From the material below, pull out every line that contains the string "shirt".

──────── Records for the exercise ────────

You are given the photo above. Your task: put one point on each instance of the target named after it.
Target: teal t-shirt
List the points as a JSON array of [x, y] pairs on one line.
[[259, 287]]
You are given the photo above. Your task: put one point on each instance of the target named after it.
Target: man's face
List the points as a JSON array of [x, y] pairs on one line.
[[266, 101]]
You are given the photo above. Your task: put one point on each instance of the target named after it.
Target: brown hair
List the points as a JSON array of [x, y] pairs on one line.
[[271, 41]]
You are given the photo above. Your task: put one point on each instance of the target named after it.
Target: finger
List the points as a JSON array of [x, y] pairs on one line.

────────
──────── Records for the exercise ────────

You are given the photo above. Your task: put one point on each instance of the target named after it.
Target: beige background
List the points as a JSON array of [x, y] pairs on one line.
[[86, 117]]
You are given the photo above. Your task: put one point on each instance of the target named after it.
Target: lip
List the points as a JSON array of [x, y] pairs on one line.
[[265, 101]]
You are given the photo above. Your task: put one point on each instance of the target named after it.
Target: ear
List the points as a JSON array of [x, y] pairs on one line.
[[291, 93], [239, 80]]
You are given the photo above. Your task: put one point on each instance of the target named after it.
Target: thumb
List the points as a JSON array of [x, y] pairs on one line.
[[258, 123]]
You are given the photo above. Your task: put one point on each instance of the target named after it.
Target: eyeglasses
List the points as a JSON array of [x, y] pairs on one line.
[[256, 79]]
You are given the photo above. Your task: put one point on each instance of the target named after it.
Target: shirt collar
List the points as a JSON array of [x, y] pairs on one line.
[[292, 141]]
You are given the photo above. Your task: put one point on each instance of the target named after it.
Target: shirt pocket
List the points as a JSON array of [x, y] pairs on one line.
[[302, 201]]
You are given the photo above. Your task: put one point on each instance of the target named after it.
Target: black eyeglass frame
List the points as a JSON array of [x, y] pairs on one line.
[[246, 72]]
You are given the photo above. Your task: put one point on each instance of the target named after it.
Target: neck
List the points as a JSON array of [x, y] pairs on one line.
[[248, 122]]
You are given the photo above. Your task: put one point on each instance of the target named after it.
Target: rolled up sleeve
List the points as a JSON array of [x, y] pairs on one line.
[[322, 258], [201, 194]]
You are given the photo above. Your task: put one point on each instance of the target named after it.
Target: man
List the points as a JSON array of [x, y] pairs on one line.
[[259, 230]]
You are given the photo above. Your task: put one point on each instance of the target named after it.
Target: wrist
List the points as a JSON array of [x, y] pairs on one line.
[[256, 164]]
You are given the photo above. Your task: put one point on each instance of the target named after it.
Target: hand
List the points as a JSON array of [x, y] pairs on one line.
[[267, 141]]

────────

Response to this task:
Target: teal t-shirt
Target: shirt collar
Target: shirt pocket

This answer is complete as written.